Locate the line containing "Where can the railway", then please write out that line and all the lines below it in the entries exactly.

- **ENTRIES SHOWN**
--- start ---
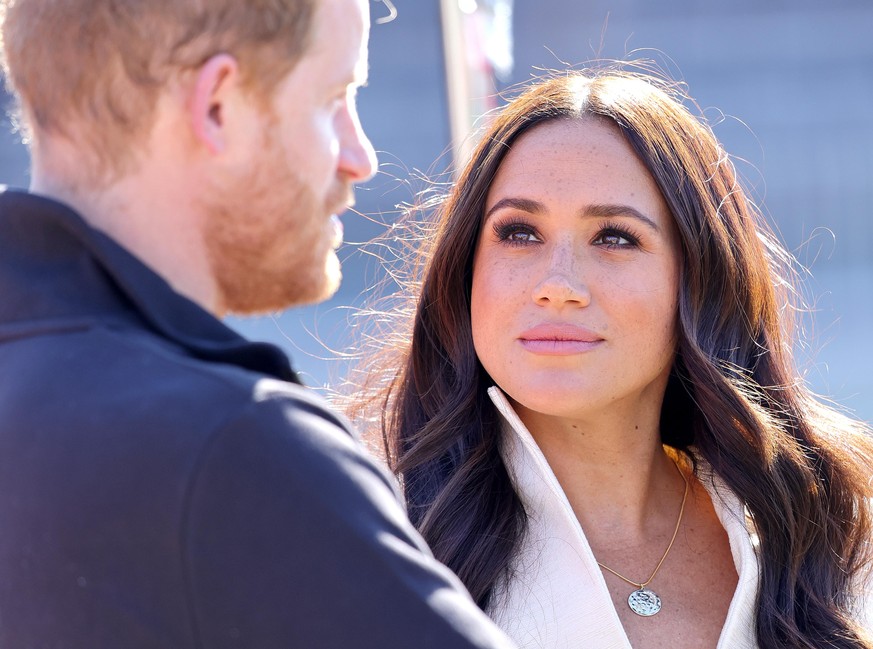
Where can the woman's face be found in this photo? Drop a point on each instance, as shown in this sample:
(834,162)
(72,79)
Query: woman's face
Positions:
(575,277)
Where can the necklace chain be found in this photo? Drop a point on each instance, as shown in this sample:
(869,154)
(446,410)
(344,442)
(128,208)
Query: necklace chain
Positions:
(669,547)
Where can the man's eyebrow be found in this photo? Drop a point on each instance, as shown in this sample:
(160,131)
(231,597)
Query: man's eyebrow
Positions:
(608,210)
(601,210)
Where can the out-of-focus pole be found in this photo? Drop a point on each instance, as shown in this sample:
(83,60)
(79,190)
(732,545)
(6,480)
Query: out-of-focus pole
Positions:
(477,47)
(460,101)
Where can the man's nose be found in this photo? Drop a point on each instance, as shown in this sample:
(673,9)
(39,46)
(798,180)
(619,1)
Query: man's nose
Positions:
(357,159)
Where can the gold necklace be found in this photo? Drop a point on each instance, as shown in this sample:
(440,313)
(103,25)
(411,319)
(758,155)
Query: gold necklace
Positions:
(644,601)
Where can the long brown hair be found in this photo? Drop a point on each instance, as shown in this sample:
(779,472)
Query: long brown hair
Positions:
(802,469)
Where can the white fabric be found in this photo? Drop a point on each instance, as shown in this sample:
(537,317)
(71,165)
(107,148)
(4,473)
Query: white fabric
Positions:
(556,597)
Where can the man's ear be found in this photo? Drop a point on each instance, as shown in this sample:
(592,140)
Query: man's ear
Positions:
(216,82)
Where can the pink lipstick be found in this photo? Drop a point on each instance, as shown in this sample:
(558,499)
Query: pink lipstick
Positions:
(559,339)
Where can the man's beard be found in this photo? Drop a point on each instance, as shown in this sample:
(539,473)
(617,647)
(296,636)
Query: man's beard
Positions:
(268,241)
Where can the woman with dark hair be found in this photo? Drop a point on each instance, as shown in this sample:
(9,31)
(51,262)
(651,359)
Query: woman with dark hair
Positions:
(596,418)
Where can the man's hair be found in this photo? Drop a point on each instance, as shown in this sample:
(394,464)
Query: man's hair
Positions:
(97,67)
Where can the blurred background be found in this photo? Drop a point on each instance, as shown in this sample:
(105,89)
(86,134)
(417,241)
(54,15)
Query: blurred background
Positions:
(787,85)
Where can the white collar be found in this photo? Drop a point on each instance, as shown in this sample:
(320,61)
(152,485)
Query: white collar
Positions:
(557,596)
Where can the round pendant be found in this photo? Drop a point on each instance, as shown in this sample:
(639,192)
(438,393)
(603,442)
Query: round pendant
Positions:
(644,602)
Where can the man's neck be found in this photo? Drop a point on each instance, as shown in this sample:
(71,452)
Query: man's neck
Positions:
(147,213)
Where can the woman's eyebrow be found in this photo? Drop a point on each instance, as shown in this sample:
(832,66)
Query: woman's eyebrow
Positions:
(601,210)
(608,210)
(522,204)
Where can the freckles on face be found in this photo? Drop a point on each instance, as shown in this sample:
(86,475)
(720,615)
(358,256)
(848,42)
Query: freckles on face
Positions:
(575,277)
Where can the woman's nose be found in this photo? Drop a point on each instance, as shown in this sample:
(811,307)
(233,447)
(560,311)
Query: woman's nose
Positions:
(561,284)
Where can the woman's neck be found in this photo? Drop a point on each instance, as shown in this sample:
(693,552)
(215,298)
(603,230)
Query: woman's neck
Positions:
(614,471)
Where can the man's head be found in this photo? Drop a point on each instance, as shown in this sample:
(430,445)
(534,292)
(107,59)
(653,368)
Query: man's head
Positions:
(250,103)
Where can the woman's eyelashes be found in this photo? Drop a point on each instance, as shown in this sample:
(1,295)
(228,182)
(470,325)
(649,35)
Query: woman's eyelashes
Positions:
(612,236)
(515,232)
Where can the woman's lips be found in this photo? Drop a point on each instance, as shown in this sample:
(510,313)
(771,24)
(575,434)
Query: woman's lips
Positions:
(559,340)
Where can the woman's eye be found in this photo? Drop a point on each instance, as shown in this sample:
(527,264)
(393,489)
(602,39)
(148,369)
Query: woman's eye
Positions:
(516,233)
(615,239)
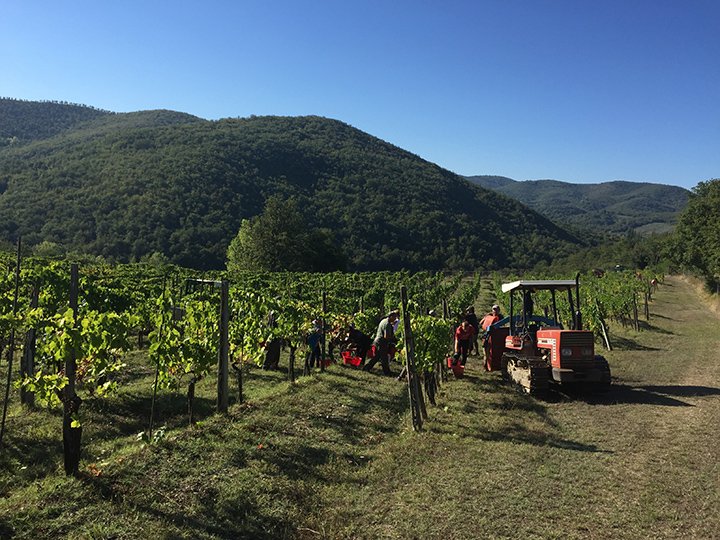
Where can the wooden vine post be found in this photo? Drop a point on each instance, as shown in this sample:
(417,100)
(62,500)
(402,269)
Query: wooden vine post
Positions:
(11,345)
(27,365)
(323,331)
(224,348)
(416,404)
(71,401)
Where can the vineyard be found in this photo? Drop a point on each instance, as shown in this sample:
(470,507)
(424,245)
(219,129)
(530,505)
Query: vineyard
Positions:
(72,328)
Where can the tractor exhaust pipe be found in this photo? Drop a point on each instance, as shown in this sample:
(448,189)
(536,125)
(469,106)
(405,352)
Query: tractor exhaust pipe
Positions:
(578,315)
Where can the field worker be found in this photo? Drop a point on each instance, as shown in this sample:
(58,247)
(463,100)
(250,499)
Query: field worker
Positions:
(491,318)
(488,320)
(384,337)
(472,319)
(464,336)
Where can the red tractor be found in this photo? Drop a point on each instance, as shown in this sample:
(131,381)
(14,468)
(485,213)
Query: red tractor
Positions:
(535,351)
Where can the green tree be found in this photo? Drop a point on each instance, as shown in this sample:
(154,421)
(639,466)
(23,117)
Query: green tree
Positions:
(279,239)
(698,230)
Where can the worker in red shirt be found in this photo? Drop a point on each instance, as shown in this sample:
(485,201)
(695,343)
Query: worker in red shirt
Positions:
(487,321)
(463,339)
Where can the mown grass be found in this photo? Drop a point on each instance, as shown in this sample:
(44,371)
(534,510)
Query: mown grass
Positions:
(333,456)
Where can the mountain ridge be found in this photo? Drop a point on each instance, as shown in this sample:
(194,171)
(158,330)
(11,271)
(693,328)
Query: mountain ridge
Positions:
(616,206)
(126,185)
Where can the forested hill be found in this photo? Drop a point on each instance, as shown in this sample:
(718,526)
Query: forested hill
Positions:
(25,121)
(128,185)
(618,207)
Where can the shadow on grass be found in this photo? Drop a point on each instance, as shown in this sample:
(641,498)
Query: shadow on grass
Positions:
(40,456)
(620,394)
(627,344)
(128,414)
(644,325)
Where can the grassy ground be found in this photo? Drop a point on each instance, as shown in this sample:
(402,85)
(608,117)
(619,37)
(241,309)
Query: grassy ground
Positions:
(333,456)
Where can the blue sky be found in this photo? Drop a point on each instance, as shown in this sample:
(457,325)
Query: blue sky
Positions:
(573,90)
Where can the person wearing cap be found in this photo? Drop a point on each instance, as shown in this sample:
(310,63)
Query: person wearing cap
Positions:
(464,335)
(491,318)
(384,338)
(473,320)
(487,321)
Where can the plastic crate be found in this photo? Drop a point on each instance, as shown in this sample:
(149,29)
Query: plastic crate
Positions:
(457,369)
(351,360)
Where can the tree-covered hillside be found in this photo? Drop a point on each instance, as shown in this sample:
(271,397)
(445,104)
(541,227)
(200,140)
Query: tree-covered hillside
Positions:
(127,185)
(618,207)
(24,121)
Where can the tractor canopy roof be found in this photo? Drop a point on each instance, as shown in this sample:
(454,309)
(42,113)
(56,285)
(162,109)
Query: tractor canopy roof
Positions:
(539,284)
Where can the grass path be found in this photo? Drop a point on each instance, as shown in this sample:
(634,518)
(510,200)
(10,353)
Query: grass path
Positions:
(333,456)
(639,462)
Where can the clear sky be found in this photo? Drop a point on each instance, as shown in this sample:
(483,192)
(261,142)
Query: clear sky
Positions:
(573,90)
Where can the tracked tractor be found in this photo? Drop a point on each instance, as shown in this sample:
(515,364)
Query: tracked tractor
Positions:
(535,351)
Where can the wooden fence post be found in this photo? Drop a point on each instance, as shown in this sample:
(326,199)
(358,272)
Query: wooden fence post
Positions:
(27,367)
(323,331)
(11,345)
(71,401)
(224,349)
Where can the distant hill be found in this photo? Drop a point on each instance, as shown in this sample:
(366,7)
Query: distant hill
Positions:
(128,185)
(617,207)
(25,121)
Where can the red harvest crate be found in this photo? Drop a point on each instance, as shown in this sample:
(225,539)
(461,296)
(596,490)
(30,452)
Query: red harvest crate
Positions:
(458,369)
(350,360)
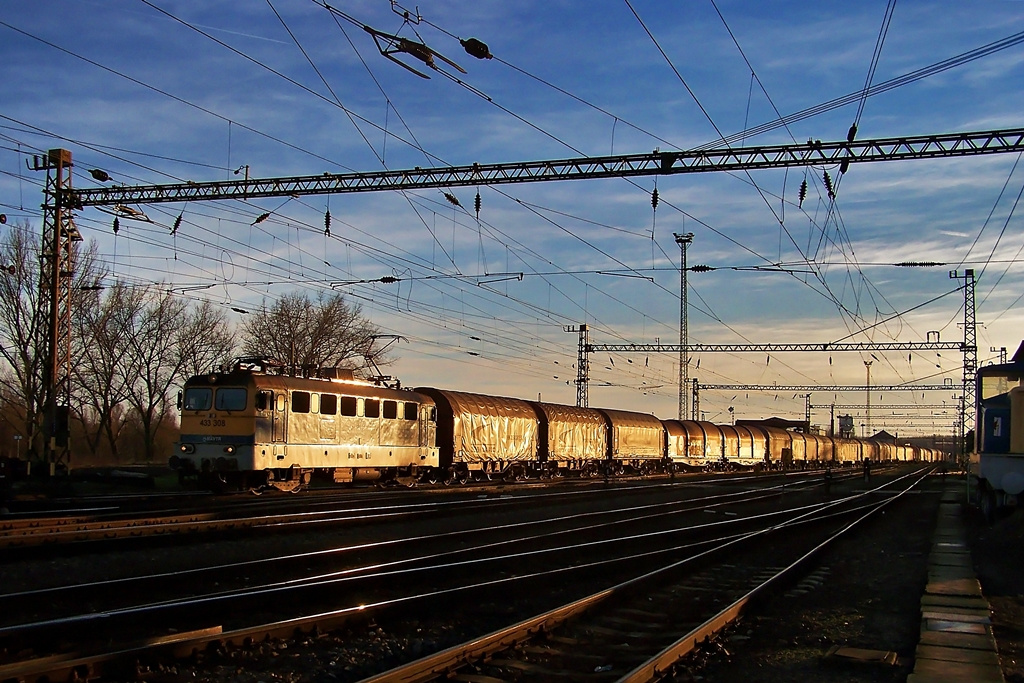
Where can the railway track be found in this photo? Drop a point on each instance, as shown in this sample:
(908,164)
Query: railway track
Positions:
(196,633)
(112,522)
(641,630)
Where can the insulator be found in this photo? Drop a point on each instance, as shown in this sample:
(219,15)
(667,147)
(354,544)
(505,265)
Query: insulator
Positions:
(476,48)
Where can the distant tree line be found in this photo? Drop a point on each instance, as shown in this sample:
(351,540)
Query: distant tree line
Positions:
(134,345)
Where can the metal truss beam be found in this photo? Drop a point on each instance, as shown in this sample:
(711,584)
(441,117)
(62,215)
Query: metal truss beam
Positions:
(774,348)
(834,388)
(813,153)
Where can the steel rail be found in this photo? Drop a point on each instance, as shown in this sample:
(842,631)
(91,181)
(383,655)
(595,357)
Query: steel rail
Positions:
--- end ---
- **SOLVED PROBLEM**
Where can the railway track be found in this photo? Drop a point on each instance, as shown in this sample:
(908,164)
Query: railway track
Positions:
(196,633)
(112,522)
(641,630)
Where can the insulator be found in this photo? Drop a point on each instance, as shown in this sample:
(219,15)
(667,147)
(354,544)
(505,265)
Query: insulator
Positions:
(476,48)
Where can the distant tree line be found in this photo? Drop a point on each instance, as shown in this sample:
(351,540)
Query: distant tree line
Positions:
(134,345)
Where can the metal truss beam be found in this photo? Drop a point on each instance, as shown in this sample:
(711,584)
(441,117)
(62,215)
Query: metal truss beam
Positions:
(774,348)
(834,388)
(813,153)
Where can the steel rail be found in this photo? Drop a point on each instance, as shown in this sample:
(842,631)
(91,181)
(383,655)
(595,357)
Query: steel rail
Positions:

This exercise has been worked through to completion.